[Begin Source extract]

Renowned for his incredible commitment to training, impressing even Andy Lee who spent time in the Kronk, Burnett seemed as strong in the tenth as he had in the third.

A clear unanimous decision was his reward and when he met number seven contender Yonfrez Parejo five months later he hardly lost a minute in securing another. Ready for Donaire, it was tragic that injury kept him from testing himself at that level.

07 – Anselmo Moreno

Peak Ranking: 1 Record for the Decade: 10-5 Ranked For: 59% of the decade

Number eight is probably a little hard on Ryan Burnett but I’m a sucker for a divisional stalwart and Anselmo Moreno was one. Only one other bantamweight was ranked for a longer spell in the decade and that man was Moreno’s fistic mortal enemy, Shinsuke Yamanaka, who he could not best in two attempts.

When he came up against Vic Darchinyan in 2011, Moreno bested him and more. It was a one-sided thrashing of a fighter who, although inconsistent up at bantamweight, had only been so unreservedly defeated by Nonito Donaire. Fast and awkward, Moreno was more than anything brutal in his consistency. He never got greedy, never went looking for punches that were not there and landed his power punches at an absurd rate. Most splendid of all was his one-two, but almost as impressive were his uppercuts, his trailing right to the gut smuggled in behind his leading shoulder.  Darchinyan was tough enough to see the bell but there was little else to recommend him that night.

This seemed to open up a world of exciting possibilities for Moreno, but despite the fact that he spent six years ranked among the best bantamweights in the world, his opposition was miserable for much of it. Moreno understandably but disappointingly took the ABC route, avoiding meaningful opposition, preferring a steady stream of limited bantams propped up by their alphabet paymaster of choice.

In 2010 though, Moreno fought a fascinating pair with the number six contender Nehomar Cermeno.  The first was a litany of low blows and slips on a greasy canvas in a bizarre and absorbing contest that went to Moreno in a split; the rematch saw the same result, but the split was erroneous, Moreno a clear winner.

Overall though, Moreno’s career was a disappointment that saw him run 3-3 versus ranked contenders, the most hurtful of these losses occurring against a Dominican named Juan Carlos Payano.

06 – Juan Carlos Payano

Peak Ranking: 2 Record for the Decade: 21-3 Ranked For: 47% of the decade

Juan Carlos Payano clutches the number six spot on the basis of that September 2014 victory over Moreno. Payano’s overall record against ranked contenders is not only no better than that of Moreno, it is actually a little worse (though he had the bad luck to run into both Luis Nery and Naoya Inoue) but the difference is not such that Payano’s victory over Moreno is overhauled. Simply put, there is no way Payano can be ranked below Moreno.

[End Source extract]
[Begin Listing]

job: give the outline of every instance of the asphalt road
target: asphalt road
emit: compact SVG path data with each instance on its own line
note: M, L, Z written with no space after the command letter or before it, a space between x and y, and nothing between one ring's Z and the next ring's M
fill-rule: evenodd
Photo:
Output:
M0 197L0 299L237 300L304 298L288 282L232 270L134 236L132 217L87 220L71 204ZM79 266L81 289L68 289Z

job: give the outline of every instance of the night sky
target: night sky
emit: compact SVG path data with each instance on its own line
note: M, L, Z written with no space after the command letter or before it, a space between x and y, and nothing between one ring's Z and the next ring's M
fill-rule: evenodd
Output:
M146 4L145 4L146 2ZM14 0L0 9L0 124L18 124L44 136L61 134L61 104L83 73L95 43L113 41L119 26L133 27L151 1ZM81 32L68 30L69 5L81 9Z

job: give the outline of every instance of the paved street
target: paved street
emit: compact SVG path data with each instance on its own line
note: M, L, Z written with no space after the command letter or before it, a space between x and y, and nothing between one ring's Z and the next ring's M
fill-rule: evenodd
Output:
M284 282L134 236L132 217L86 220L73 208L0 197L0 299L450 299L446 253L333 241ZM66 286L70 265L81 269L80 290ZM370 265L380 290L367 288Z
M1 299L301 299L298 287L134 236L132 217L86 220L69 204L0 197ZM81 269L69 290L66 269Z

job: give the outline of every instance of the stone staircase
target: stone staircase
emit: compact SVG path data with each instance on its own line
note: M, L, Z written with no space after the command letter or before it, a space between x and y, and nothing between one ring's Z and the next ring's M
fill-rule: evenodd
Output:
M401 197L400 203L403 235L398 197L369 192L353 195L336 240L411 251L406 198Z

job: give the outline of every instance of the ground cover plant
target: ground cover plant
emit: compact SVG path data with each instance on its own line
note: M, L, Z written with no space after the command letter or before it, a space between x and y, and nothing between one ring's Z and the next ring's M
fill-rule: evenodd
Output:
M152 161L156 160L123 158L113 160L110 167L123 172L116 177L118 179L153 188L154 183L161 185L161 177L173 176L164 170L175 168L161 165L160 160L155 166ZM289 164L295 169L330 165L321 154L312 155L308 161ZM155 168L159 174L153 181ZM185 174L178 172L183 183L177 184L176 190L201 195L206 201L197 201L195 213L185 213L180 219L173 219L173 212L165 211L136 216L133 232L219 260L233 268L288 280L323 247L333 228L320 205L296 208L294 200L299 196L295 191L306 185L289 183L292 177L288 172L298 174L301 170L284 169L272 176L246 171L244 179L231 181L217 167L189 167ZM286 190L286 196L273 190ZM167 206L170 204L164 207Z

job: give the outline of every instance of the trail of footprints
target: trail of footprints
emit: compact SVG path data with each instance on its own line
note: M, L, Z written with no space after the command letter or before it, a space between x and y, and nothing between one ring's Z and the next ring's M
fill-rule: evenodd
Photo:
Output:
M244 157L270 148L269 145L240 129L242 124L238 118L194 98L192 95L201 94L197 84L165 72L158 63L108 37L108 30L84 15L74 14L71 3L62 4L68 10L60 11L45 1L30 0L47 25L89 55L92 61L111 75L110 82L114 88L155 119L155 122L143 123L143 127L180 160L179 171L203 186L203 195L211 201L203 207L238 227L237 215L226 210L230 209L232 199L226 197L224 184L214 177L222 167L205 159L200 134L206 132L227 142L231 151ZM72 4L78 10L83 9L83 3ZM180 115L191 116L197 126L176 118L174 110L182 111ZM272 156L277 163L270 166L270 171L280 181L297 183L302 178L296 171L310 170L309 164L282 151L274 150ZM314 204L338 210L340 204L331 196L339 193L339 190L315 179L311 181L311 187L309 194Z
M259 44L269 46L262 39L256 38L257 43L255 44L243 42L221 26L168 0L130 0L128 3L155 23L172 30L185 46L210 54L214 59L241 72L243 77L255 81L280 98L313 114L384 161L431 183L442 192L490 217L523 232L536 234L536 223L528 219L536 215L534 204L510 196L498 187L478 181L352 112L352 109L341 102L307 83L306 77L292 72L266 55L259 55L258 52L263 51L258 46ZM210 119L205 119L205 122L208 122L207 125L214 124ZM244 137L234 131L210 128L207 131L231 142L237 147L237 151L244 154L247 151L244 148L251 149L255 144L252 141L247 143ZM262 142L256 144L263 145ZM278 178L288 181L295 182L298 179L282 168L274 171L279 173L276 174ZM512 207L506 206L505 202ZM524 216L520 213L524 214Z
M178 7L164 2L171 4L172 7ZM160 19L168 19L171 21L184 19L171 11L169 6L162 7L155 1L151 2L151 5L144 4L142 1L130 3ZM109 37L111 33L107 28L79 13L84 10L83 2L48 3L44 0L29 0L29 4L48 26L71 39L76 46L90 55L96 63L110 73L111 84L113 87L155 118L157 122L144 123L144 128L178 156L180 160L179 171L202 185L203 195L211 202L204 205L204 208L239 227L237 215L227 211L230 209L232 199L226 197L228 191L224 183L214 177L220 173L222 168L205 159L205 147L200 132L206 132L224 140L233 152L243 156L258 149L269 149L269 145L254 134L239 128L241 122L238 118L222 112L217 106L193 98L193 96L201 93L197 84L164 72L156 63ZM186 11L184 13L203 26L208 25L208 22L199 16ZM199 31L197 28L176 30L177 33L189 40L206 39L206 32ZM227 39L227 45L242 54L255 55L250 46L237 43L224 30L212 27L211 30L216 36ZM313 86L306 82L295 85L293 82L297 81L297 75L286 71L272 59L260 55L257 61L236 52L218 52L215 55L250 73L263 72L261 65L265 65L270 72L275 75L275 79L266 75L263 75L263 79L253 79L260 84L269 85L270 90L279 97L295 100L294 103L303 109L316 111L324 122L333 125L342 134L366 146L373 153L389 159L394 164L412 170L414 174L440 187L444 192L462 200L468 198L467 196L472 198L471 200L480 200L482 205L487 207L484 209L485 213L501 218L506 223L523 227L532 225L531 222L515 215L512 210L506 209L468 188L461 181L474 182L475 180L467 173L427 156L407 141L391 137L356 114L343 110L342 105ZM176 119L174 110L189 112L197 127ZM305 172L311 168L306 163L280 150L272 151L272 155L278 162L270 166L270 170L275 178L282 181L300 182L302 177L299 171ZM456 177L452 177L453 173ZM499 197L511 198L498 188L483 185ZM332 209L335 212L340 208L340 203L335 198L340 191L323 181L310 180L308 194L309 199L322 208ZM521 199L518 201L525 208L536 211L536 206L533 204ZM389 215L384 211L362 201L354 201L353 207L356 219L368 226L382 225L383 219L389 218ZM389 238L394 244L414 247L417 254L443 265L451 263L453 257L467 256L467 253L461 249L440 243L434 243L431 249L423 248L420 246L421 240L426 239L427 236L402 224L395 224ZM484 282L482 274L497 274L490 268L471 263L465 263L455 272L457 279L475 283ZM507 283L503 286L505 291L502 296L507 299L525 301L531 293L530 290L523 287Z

[End Listing]

Tasks to perform.
• a. Which calendar years does the bantamweight rankings excerpt mention?
• b. Can you repeat the bantamweight rankings excerpt word for word, starting with "Overall though, Moreno’s" and going on through "ranked below Moreno."?

Results for each task.
• a. 2011, 2010, 2014

• b.
Overall though, Moreno’s career was a disappointment that saw him run 3-3 versus ranked contenders, the most hurtful of these losses occurring against a Dominican named Juan Carlos Payano.

06 – Juan Carlos Payano

Peak Ranking: 2 Record for the Decade: 21-3 Ranked For: 47% of the decade

Juan Carlos Payano clutches the number six spot on the basis of that September 2014 victory over Moreno. Payano’s overall record against ranked contenders is not only no better than that of Moreno, it is actually a little worse (though he had the bad luck to run into both Luis Nery and Naoya Inoue) but the difference is not such that Payano’s victory over Moreno is overhauled. Simply put, there is no way Payano can be ranked below Moreno.